+++ Provided passage
Illustration by Casey Cripe.

The Truth About Antarctica

The only continent with no history of human habitation, the vast ice fields of Antarctica have formed a blank slate onto which humanity can project itself: all of itself, from the imperial superego to the conspiratorial id.

“Can we see what’s beyond the ice wall?”

“Quick question is there land beyond the ice wall?”

“Record the ice wall :)”

The comments sections of Dr. Peter Neff’s TikToks are filled with this sort of stuff. He’s a glaciologist and ice scientist, stationed in Antarctica over the summer and conducting vital experiments on Antarctica’s vast ice sheets and glaciers. He responds to many of these comments with humor. At the same time, he doesn’t give them too much thought.

“[My videos] are more just to show people the reality, rather than actually address the ridiculous conspiracy theories,” Neff told me, calling from McMurdo Station on the tail end of his field season in Antarctica. “They don't really deserve much air in my mind.”

The “ice wall,” or the idea that Antarctica is not a continent at the bottom of the globe but really a wall that circumscribes the Flat Earth, is a common refrain; as is the concept that “nobody is allowed” to go to Antarctica: that “they” (shady government agents) will prevent anyone from visiting, in order to keep whatever lies behind the ice wall hidden.

Photograph by Christopher Michel.

At the turn of the 20th century, Antarctica was still largely unknown. As Apsley Cherry-Garrard observed in the introduction to his classic book The Worst Journey In The World (01922): ​​“Even now the Antarctic is to the rest of the earth as the Abode of the Gods was to the ancient Chaldees, a precipitous and mammoth land lying far beyond the seas which encircled man’s habitation.” But despite the hundred-plus years of exploration, habitation, and documentation since then, Antarctica remains utterly Other. It’s far away, it’s unlike anywhere else on the planet, and most people will never go there. They’ll only see pictures, and watch classic films like The Thing (01982) which project an image of peril and isolation onto the public consciousness.
++++++
- Given problem a
Reproduce the entries, starting with the line containing "paved path, each" and going on through the line containing "column 251, row 140".
The Antarctica article and the entries that follow it are unrelated material.
+++ Records provided
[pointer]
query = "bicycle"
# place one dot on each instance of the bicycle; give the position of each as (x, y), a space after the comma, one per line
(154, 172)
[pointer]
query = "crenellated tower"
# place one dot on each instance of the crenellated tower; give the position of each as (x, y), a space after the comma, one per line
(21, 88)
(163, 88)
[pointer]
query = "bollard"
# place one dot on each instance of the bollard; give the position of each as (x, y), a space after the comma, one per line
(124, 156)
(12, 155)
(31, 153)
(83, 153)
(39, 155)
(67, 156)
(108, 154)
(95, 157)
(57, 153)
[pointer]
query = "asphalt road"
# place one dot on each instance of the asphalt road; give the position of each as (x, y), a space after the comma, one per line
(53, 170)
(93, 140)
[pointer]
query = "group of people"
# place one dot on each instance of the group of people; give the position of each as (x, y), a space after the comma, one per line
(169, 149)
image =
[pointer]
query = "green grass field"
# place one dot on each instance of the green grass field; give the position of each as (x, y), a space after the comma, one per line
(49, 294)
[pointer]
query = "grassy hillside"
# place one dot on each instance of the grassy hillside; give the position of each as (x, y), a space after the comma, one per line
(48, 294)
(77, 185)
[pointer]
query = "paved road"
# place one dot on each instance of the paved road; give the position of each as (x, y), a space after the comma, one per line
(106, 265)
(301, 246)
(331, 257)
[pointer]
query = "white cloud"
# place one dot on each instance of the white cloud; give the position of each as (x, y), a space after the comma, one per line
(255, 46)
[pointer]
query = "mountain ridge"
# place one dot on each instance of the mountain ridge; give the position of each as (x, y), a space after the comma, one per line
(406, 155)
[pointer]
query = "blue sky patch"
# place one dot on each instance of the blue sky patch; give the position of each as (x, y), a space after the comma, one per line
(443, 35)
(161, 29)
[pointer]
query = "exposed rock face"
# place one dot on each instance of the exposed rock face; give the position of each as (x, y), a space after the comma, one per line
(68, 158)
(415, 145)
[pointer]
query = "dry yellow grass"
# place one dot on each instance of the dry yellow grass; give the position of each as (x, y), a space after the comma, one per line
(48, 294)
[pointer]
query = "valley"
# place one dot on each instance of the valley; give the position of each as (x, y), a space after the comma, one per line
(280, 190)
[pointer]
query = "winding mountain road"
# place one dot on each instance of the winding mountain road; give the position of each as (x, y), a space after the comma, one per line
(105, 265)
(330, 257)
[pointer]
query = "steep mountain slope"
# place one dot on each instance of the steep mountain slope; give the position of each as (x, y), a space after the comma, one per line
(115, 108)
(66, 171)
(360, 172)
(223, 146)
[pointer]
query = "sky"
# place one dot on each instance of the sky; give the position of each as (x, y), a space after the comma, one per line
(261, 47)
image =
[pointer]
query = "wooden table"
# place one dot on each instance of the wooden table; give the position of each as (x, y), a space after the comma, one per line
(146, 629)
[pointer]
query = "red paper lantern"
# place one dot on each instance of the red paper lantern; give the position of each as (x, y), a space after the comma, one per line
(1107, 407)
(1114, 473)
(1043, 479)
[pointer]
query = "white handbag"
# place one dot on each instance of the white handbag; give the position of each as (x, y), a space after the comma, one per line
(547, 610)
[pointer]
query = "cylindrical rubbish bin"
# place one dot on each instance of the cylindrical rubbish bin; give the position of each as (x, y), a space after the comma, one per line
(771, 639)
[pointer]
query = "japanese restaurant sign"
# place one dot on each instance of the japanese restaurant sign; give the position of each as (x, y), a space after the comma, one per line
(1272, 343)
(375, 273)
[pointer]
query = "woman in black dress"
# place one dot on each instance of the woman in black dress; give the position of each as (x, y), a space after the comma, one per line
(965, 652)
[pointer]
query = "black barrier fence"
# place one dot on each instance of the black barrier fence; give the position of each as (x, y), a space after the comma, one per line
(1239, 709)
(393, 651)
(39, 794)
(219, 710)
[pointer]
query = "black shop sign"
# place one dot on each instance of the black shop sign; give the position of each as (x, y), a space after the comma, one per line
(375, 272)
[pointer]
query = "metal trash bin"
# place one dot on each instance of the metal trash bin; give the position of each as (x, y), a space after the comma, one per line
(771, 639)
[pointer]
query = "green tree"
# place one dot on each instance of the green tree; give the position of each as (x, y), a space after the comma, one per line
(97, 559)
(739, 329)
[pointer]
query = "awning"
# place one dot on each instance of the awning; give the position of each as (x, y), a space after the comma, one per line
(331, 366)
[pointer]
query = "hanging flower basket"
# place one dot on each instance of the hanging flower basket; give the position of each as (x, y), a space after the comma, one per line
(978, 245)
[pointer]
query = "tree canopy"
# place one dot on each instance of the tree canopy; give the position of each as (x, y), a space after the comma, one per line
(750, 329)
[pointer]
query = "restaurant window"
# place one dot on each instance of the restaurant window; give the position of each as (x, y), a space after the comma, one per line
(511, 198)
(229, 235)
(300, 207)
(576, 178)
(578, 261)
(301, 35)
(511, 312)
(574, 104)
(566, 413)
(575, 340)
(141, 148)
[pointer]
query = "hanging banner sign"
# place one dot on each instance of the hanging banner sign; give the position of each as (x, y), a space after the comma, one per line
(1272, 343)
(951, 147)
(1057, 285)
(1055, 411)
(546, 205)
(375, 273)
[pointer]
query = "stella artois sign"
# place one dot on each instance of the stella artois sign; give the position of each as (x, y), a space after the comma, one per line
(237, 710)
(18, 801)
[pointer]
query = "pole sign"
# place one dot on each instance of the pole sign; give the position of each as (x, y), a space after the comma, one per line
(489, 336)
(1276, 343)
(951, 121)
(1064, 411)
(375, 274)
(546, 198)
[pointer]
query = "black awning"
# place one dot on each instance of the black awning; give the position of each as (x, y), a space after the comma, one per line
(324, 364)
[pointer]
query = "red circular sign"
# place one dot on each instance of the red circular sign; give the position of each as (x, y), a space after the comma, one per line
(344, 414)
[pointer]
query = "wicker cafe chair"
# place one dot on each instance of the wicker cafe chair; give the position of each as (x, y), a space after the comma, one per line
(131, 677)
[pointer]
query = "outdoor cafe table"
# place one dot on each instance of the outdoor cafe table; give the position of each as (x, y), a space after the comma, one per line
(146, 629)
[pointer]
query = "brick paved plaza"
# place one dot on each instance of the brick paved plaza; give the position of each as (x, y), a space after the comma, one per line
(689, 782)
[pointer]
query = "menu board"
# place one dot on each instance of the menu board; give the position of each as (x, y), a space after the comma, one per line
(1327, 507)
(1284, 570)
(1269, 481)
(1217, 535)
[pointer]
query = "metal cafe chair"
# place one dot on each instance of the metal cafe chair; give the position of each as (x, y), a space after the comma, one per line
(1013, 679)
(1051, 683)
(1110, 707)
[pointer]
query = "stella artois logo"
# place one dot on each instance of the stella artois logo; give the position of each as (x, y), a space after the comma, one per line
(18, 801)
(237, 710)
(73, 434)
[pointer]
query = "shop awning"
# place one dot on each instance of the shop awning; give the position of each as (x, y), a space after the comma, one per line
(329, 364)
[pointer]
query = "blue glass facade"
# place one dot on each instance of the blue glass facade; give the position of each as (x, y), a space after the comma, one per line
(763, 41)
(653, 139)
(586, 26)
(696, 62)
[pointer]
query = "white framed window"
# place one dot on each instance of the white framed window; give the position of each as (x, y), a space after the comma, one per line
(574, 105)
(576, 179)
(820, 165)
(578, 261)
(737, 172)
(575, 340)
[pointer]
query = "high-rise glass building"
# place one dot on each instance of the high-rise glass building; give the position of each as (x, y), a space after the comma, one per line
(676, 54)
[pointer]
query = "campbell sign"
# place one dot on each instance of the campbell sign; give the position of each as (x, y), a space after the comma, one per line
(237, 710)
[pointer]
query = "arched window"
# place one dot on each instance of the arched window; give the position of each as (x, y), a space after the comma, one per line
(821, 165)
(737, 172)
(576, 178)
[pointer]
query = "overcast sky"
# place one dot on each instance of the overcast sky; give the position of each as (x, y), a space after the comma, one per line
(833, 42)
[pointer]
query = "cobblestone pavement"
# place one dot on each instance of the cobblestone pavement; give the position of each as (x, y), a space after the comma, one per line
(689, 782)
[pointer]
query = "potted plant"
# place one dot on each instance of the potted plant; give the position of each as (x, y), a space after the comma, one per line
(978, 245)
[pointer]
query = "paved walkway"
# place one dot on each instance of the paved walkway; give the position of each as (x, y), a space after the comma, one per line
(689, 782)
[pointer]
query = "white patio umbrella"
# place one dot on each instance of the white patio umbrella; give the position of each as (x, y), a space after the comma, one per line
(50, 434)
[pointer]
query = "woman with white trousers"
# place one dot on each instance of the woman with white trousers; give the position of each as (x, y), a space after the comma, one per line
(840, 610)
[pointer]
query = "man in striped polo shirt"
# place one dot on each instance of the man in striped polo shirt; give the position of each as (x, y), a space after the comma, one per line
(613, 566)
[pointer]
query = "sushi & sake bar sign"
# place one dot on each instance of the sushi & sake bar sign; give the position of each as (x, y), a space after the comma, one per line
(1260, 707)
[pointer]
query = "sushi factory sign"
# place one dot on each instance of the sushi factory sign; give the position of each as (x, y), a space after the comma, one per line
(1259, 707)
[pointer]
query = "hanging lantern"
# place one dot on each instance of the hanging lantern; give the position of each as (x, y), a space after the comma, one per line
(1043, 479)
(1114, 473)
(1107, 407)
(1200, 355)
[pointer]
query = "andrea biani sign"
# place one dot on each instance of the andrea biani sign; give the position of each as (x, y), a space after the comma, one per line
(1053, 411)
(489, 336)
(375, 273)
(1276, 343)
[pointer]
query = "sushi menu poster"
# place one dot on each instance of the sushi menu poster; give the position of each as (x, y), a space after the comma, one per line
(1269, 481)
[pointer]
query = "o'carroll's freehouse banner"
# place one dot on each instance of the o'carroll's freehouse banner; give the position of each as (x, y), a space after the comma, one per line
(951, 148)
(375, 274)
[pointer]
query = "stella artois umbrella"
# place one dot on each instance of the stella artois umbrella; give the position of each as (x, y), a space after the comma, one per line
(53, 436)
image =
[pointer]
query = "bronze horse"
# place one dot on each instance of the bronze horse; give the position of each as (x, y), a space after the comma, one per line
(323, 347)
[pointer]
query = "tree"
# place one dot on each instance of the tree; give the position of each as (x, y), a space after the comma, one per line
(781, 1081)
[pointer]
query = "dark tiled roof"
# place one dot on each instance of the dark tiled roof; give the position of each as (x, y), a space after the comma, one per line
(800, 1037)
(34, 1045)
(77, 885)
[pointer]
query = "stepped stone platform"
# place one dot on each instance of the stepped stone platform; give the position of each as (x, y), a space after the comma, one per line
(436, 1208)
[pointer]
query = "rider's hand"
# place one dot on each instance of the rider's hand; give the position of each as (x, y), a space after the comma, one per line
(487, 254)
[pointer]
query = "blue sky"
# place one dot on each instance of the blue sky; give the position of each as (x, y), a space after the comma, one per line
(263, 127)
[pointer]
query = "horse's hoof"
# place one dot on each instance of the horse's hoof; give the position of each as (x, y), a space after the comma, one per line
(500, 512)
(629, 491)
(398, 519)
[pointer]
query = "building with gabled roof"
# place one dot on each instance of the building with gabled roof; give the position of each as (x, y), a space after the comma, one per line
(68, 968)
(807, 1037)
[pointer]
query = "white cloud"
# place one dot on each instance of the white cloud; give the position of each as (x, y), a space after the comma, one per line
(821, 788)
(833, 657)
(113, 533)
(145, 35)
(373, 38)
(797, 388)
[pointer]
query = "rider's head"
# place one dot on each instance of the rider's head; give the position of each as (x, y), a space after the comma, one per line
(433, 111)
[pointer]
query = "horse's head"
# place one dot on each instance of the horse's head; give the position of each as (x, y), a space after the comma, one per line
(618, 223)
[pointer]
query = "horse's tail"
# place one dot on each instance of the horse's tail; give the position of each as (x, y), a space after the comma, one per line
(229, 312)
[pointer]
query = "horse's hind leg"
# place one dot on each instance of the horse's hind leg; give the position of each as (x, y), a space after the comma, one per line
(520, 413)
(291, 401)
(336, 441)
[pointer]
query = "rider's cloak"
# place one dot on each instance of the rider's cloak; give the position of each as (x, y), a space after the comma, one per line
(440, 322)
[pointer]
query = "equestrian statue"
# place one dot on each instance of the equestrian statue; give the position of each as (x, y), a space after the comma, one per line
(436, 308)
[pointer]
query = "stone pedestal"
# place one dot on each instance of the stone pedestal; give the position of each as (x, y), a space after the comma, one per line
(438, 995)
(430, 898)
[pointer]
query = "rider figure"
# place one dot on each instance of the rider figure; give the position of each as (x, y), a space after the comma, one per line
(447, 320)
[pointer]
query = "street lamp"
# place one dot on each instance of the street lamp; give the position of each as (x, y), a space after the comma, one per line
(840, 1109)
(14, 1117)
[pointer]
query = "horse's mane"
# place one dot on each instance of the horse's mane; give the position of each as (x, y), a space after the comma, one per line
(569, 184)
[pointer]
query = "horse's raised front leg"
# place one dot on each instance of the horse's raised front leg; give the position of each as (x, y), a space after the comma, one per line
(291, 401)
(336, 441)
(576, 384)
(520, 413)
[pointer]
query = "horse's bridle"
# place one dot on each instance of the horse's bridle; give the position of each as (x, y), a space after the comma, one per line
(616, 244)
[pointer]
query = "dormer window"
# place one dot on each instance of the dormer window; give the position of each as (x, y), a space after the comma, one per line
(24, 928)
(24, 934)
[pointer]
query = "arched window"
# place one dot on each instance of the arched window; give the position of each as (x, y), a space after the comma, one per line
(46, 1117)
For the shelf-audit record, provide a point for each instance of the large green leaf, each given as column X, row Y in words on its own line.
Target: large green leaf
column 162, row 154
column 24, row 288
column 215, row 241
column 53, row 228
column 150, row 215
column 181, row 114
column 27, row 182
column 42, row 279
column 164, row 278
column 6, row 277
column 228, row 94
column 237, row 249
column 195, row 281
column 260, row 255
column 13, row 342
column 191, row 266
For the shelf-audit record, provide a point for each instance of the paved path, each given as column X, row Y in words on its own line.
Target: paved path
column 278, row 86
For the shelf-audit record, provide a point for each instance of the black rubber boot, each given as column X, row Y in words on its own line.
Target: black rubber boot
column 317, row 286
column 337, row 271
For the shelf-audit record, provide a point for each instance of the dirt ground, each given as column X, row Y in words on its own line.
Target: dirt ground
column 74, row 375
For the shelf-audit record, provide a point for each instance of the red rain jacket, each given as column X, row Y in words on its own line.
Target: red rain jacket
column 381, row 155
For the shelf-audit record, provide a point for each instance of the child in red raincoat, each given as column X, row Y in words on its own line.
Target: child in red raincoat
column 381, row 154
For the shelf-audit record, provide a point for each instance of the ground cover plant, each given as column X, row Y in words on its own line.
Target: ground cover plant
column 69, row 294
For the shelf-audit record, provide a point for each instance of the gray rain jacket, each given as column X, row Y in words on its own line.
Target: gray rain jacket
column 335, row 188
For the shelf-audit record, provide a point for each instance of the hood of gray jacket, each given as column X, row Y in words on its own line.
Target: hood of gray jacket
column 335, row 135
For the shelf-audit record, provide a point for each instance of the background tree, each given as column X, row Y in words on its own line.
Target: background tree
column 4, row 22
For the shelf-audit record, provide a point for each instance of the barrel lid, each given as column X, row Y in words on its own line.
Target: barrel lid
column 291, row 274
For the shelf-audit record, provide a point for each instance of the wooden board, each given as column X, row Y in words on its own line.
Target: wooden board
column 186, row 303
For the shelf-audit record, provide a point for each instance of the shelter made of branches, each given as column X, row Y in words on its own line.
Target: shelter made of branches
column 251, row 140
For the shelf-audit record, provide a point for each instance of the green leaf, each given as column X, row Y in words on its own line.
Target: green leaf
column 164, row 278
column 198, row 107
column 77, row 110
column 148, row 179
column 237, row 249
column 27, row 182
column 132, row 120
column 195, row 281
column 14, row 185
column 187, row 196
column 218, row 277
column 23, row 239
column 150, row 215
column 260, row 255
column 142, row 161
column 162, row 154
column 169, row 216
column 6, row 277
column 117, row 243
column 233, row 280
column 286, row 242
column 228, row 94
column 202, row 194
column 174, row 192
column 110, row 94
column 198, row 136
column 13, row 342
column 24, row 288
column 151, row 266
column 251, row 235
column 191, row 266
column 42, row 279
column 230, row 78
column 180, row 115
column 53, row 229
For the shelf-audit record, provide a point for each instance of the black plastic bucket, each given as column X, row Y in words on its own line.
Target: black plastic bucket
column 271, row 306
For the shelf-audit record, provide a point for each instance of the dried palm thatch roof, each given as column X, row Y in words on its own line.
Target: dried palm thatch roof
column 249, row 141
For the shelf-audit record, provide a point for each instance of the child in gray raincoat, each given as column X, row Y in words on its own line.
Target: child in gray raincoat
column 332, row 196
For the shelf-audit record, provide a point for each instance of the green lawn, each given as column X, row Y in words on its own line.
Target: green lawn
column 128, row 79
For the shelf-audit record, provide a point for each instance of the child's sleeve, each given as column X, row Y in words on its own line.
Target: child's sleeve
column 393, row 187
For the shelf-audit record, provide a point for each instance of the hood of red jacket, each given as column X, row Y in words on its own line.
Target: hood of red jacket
++++++
- Given problem b
Answer these questions using the Antarctica article:
(i) What two roles does the article give Dr. Peter Neff?
(ii) From which station was Neff calling when he spoke to the writer?
(iii) What is the title of Apsley Cherry-Garrard's classic book?

- Task answer a
For the shelf-audit record, provide a point for each instance of the paved path, each given as column X, row Y in words on its own line.
Target: paved path
column 278, row 86
For the shelf-audit record, provide a point for each instance of the black rubber boot, each given as column X, row Y in words on its own line.
Target: black rubber boot
column 317, row 286
column 337, row 271
For the shelf-audit record, provide a point for each instance of the dirt ground, each given as column X, row Y in words on its own line.
Target: dirt ground
column 74, row 375
For the shelf-audit record, provide a point for each instance of the red rain jacket, each given as column X, row Y in words on its own line.
Target: red rain jacket
column 381, row 155
For the shelf-audit record, provide a point for each instance of the child in red raincoat, each given as column X, row Y in words on its own line.
Target: child in red raincoat
column 381, row 154
For the shelf-audit record, provide a point for each instance of the ground cover plant, each given as column X, row Y in words on its own line.
Target: ground cover plant
column 69, row 294
For the shelf-audit record, provide a point for each instance of the gray rain jacket, each given as column X, row Y in words on its own line.
Target: gray rain jacket
column 335, row 188
For the shelf-audit record, provide a point for each instance of the hood of gray jacket, each given as column X, row Y in words on its own line.
Target: hood of gray jacket
column 335, row 135
For the shelf-audit record, provide a point for each instance of the background tree, each given as column X, row Y in words on its own line.
Target: background tree
column 4, row 22
For the shelf-audit record, provide a point for each instance of the barrel lid, each given as column X, row Y in words on its own line.
Target: barrel lid
column 291, row 274
For the shelf-audit record, provide a point for each instance of the wooden board, each given as column X, row Y in words on its own line.
Target: wooden board
column 186, row 303
For the shelf-audit record, provide a point for each instance of the shelter made of branches, each given as column X, row Y in words on its own line.
Target: shelter made of branches
column 251, row 140

- Task answer b
(i) Glaciologist and ice scientist
(ii) McMurdo Station
(iii) The Worst Journey In The World